> _Extract provided_:

WASHINGTON — Since the Group of 20 nations agreed in 2009 to route most over-the-counter derivatives through central counterparties, or CCPs, regulators have been increasingly concerned that those centers could pose a catastrophic risk to financial stability if they fail.
But a years-long standoff between regulators in the U.S. and Europe over how to regulate the swaps market is also stalling initiatives to shore up CCPs and to keep the international swaps market afloat. The stalemate is making the situation worse, especially considering that an enormous proportion of the entire global swaps market flows through just a handful of CCPs.
Tim Massad, chairman of the Commodity Futures Trading Commission, which is tasked with writing most of the regulations concerning swaps, said recently that CCP recovery and resolution planning is "at the top of our agenda" and that the commission is working with regulators overseas to coordinate its rules. But the primary goal is to keep CCPs from defaulting at all, he said.

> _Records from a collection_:
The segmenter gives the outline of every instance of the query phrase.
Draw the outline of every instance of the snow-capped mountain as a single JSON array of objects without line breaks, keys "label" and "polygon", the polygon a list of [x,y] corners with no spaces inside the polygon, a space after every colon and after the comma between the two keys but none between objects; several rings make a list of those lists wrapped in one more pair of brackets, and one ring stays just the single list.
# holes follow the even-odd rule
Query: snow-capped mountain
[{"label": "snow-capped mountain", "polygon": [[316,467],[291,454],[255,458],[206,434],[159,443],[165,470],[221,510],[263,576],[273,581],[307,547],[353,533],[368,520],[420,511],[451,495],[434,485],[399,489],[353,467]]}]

> _Prompt 1_:
In the article on swaps regulation, copy the passage from "But a years-long" to "handful of CCPs." word for word.
> _Prompt 2_:
Answer these questions using the article on swaps regulation:
(a) In what year did the Group of 20 nations agree to route most over-the-counter derivatives through central counterparties?
(b) Who chairs the Commodity Futures Trading Commission?
(c) According to the chairman, what is the primary goal regarding CCPs?
> _Prompt 3_:
Resume the article on swaps regulation, starting right after its final sentence.

> _Answer 1_:
But a years-long standoff between regulators in the U.S. and Europe over how to regulate the swaps market is also stalling initiatives to shore up CCPs and to keep the international swaps market afloat. The stalemate is making the situation worse, especially considering that an enormous proportion of the entire global swaps market flows through just a handful of CCPs.

> _Answer 2_:
(a) 2009
(b) Tim Massad
(c) To keep CCPs from defaulting at all

> _Answer 3_:
"While we must engage in recovery and resolution planning, our goal is never to get to a situation where either of those is necessary," Massad said. "That is why risk management is so important in the first place."
There is little doubt that a CCP default or failure — particularly a large CCP — would have a deep and profound effect on financial stability worldwide. The Financial Stability Oversight Council said for the first time in its annual financial risk report in May that the "increasing importance of CCPs has heightened … the potential threat to financial stability in the event of a CCP failure."
Many observers are growing increasingly concerned.
CCPs "are the ultimate 'too big to fail,' " said a regulatory attorney who spoke on the condition of anonymity. "There's just no way that central counterparties can be allowed to fail."
There is also reason to be worried that CCPs may not yet be collecting enough collateral to ride out an extremely high-stress event. The Office of Financial Research issued a pair of papers in May that said the standardized approach to calculating margin may not adequately protect CCPs from the risk of clearing member default.
And Federal Reserve Gov. Daniel Tarullo noted the possible shortcomings of CCP capitalization rules in a speech in January, saying that it is "worth considering whether this standard is adequate when hypothesizing stress throughout the financial system."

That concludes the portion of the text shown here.